### TASK SET
- A) Reproduce the attorney profiles verbatim from "Chris Macbeth, counsel, joined" to "England and Wales.".
- B) Extend the attorney profiles beyond their final sentence.

### EXERCISE TEXT
- - - -
Chris Macbeth, counsel, joined the firm in 2006 and is based in the Abu Dhabi office. From 2006 to 2012, he was resident in the London office. Chris has a broad commercial practice across a range of business sectors, focusing on cross-border corporate and financial transactions, particularly multi-jurisdictional mergers and acquisitions. Recent experience includes advising Agilent Technologies in its $2.2 billion acquisition of Danish cancer diagnostics company Dako from EQT, the Sweden-based private equity group. He advised TPG in the sale of its majority shareholding in Mey Ýçki Sanayi ve Ticaret, Turkey’s leading spirits manufacturer, to Diageo for approximately £1.3 billion, and also advised on Truvo Group’s plan of reorganization, enabling a cross-border restructuring of €1.5 billion of debt. Chris is a Solicitor of the Senior Courts of England and Wales.

Pamela L. Marcogliese, partner, is based in the New York office and advises clients on a wide range of capital markets and corporate governance matters. She has advised on a number of noteworthy IPOs in recent years, including those of Allison Transmission, Nationstar Mortgage Holdings, and rue21, and has also recently advised clients on high yield debt offerings and exchange offers for issuers such as Elan plc and Nationstar Mortgage Holdings. Pamela has long been a key member of the Cleary teams that represent Credit Suisse Group on major capital markets matters, including CSG’s ground-breaking issuance of $2 billion in Contingent Convertible (CoCo) securities in 2011. She advises major U.S. and international corporations, including Verisign, Inc., on corporate governance and SEC reporting matters, and regularly participates in panels on these issues. Before joining the firm, she served as law clerk for Justice Melvin Rothman of the Quebec Court of Appeal. Pamela joined the firm in 2006 and is a member of the Bar of New York.

Emmanuel Ronco, counsel, is based in the Paris office and joined the firm in 2007. His practice focuses on intellectual property and technology matters, including in the context of corporate transactions such as mergers and acquisitions, or joint ventures. He also advises clients in connection with privacy and data protection matters. He recently advised Google in connection with several M&A transactions, Tom Ford in negotiating franchise agreements, TPG in its acquisition of HCP Holdings, and Lafarge in the sale of its gypsum operations in Europe, Asia, and South America. He also acted for PPR/Puma in its acquisition of Cobra Golf, Rexel in its acquisition of Hagemeyer, and Total in several transactions. Emmanuel was also an integral part of the teams that advised FEMSA in its $7.6 billion strategic exchange with Heineken in 2010 and Nortel in the sale of its GSM/GSM-R business to Ericsson and Kapsch. Emmanuel is a member of the Bars of New York and Paris.
- - - -
### RECORD SET
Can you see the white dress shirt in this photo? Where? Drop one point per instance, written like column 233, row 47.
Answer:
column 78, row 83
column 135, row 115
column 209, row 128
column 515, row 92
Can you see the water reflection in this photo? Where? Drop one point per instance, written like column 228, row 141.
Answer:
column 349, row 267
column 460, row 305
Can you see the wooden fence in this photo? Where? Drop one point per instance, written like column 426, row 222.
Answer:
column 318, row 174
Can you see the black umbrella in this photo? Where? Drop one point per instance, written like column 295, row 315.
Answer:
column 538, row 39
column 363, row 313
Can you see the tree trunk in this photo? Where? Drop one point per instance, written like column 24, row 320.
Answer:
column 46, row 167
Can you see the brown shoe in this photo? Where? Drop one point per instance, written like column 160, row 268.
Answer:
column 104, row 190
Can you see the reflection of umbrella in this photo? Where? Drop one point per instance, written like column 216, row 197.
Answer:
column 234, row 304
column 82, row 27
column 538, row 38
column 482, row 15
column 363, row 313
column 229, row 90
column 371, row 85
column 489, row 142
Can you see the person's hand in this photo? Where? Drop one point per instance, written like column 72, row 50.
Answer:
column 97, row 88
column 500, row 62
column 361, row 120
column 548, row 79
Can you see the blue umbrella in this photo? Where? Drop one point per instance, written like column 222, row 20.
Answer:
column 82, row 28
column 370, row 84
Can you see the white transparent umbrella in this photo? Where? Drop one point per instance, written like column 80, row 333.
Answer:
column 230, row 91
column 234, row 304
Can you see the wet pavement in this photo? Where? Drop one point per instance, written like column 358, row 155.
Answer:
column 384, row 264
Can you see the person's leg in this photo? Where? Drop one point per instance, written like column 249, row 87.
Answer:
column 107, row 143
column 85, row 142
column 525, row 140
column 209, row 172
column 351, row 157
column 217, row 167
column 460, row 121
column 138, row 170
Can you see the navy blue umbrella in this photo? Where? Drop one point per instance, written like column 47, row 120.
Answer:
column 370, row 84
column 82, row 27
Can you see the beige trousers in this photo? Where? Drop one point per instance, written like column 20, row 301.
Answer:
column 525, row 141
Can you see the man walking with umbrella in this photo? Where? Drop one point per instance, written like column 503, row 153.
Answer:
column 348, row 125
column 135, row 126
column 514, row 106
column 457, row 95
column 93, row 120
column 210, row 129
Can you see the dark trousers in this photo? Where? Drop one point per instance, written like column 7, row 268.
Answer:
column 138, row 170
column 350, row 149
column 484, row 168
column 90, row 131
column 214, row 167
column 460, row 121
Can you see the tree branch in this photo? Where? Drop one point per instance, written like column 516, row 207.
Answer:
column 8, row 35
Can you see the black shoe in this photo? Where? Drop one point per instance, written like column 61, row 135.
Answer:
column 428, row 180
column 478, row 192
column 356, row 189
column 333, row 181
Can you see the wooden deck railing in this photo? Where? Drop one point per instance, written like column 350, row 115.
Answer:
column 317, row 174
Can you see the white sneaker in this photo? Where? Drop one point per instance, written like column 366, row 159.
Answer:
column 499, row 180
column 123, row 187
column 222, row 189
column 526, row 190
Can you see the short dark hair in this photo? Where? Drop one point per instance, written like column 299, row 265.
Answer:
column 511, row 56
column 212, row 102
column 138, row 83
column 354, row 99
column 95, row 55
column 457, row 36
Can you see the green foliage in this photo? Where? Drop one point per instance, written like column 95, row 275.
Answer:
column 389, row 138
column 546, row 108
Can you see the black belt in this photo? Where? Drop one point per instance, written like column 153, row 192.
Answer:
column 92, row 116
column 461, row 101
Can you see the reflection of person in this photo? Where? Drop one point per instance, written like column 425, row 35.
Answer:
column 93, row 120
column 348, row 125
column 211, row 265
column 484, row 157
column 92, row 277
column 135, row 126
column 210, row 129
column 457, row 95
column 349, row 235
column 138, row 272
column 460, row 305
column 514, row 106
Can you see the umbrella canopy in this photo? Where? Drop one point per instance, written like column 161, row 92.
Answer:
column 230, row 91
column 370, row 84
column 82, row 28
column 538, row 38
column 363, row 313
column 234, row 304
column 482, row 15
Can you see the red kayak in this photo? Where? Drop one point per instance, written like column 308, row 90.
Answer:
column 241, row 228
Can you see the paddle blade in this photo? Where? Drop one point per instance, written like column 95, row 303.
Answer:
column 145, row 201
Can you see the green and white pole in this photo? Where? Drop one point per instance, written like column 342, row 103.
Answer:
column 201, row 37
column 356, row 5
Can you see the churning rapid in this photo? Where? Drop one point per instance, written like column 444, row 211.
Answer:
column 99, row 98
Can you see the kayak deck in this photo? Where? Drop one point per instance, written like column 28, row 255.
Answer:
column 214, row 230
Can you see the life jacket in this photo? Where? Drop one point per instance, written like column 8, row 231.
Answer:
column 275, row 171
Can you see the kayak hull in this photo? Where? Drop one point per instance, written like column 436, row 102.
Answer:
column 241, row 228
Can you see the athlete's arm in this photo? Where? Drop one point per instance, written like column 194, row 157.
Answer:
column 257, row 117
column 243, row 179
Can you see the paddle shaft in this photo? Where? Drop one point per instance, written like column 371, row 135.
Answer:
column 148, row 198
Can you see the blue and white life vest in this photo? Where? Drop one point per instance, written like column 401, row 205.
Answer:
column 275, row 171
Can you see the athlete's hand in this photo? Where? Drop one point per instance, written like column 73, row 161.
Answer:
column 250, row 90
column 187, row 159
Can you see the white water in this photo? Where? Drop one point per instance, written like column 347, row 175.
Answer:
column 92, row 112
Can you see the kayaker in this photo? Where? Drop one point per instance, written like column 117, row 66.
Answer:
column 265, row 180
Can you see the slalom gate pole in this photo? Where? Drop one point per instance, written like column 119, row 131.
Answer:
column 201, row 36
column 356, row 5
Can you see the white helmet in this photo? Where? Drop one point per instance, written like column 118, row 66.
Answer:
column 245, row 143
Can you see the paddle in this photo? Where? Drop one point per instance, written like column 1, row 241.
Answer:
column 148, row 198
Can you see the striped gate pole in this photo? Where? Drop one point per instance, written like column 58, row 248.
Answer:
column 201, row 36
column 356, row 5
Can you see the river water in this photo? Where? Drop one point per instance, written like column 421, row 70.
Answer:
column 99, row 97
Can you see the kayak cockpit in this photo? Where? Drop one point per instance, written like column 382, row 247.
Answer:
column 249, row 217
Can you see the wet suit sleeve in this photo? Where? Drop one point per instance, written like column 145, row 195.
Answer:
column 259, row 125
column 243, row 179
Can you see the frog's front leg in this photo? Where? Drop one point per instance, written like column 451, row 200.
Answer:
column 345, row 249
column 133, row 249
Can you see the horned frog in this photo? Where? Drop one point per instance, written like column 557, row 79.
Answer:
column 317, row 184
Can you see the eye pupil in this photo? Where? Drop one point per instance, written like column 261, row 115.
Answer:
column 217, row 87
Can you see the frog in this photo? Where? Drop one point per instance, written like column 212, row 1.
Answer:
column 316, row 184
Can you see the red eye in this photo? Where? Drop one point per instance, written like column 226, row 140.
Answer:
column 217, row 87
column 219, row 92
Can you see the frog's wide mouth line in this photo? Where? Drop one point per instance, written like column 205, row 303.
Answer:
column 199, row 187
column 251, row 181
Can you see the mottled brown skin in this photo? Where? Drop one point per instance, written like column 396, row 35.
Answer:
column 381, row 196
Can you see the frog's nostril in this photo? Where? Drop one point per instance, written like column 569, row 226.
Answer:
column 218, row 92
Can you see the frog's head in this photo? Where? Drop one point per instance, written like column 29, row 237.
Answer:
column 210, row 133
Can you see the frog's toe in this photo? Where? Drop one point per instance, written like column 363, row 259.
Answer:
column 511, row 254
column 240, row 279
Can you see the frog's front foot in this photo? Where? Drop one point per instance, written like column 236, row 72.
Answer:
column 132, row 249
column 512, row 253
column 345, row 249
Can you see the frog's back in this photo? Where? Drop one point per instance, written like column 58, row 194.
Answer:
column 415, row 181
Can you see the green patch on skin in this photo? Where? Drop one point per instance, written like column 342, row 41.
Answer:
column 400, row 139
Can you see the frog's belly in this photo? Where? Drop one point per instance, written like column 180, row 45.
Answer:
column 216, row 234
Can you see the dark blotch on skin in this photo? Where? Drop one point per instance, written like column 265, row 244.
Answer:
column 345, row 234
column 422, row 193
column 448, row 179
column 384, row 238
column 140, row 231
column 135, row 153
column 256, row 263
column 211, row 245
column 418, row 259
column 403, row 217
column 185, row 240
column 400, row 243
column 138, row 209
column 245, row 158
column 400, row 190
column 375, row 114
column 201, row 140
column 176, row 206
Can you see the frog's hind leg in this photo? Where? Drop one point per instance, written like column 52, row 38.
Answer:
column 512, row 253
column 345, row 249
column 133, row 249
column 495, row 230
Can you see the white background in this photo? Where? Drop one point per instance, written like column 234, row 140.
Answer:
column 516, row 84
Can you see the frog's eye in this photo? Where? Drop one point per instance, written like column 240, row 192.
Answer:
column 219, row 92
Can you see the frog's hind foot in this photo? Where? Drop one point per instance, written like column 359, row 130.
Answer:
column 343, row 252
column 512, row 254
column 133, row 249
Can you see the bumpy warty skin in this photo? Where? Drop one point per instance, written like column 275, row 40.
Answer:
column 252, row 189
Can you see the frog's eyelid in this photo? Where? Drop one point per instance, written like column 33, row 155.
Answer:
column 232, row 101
- - - -
### ANSWERS
- A)
Chris Macbeth, counsel, joined the firm in 2006 and is based in the Abu Dhabi office. From 2006 to 2012, he was resident in the London office. Chris has a broad commercial practice across a range of business sectors, focusing on cross-border corporate and financial transactions, particularly multi-jurisdictional mergers and acquisitions. Recent experience includes advising Agilent Technologies in its $2.2 billion acquisition of Danish cancer diagnostics company Dako from EQT, the Sweden-based private equity group. He advised TPG in the sale of its majority shareholding in Mey Ýçki Sanayi ve Ticaret, Turkey’s leading spirits manufacturer, to Diageo for approximately £1.3 billion, and also advised on Truvo Group’s plan of reorganization, enabling a cross-border restructuring of €1.5 billion of debt. Chris is a Solicitor of the Senior Courts of England and Wales.

- B)
Paul R. St. Lawrence, partner, joined the firm in 2006 and is based in the Washington, D.C. office. His practice focuses on structured finance, derivative products and other complex financial instruments, and market regulation. He also has experience advising clients on the rights of creditors to exercise remedies in derivative and securities transactions following the insolvency of counterparties. Paul represented creditors of MF Global in closing out derivatives and securities transactions, and represented one of Lehman’s major derivatives counterparties in negotiating a derivatives claims protocol and a consensual Lehman plan as part of Lehman’s bankruptcy. Paul also has extensive experience with collateralized loan obligation transactions, derivative-based financings, and asset securitization. Most recently, he has been working with the Securities Industry and Financial Markets Association on the revision to the industry-standard Master Securities Forward Transaction Agreement. Paul is a member of the Bars of Washington, D.C., Virginia, and New York.

About Cleary Gottlieb
Founded in 1946 by lawyers committed to legal excellence, internationalism, and diversity, Cleary Gottlieb Steen & Hamilton LLP is a leading international law firm with approximately 1,200 lawyers around the world.